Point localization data

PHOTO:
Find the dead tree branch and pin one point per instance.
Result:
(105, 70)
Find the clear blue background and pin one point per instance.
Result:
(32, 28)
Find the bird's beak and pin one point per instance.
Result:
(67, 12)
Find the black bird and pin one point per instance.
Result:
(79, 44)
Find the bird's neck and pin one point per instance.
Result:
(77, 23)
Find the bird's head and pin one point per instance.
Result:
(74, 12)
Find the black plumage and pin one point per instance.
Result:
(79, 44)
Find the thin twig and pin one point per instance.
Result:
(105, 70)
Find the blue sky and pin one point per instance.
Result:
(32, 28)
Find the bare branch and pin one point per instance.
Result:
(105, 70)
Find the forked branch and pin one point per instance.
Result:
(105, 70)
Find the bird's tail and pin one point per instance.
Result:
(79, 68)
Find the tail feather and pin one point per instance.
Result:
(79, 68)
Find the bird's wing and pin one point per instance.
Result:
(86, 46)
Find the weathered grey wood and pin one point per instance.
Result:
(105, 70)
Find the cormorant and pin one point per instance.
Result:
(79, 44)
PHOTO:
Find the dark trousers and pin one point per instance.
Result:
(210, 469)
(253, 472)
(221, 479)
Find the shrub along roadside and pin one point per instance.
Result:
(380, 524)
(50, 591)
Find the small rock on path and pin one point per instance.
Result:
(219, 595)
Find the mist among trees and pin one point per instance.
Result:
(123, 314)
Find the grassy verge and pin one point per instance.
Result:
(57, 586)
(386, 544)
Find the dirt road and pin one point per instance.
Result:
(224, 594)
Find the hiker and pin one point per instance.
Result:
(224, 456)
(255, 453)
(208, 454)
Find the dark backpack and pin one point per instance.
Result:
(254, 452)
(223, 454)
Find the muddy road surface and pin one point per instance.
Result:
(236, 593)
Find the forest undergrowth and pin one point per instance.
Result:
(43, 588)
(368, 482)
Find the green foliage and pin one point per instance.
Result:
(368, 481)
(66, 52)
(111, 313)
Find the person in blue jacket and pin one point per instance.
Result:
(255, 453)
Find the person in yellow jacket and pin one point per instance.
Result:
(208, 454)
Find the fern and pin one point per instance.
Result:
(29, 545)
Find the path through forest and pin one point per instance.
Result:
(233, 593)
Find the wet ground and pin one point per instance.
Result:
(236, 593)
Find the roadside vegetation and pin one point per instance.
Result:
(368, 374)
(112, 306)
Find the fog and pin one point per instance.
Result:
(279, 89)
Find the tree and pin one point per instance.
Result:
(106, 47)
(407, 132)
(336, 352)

[WHAT YOU NEED TO DO]
What is needed is the number of lines in these entries that include the word "bird"; please give it alone.

[RESULT OF THE EXERCISE]
6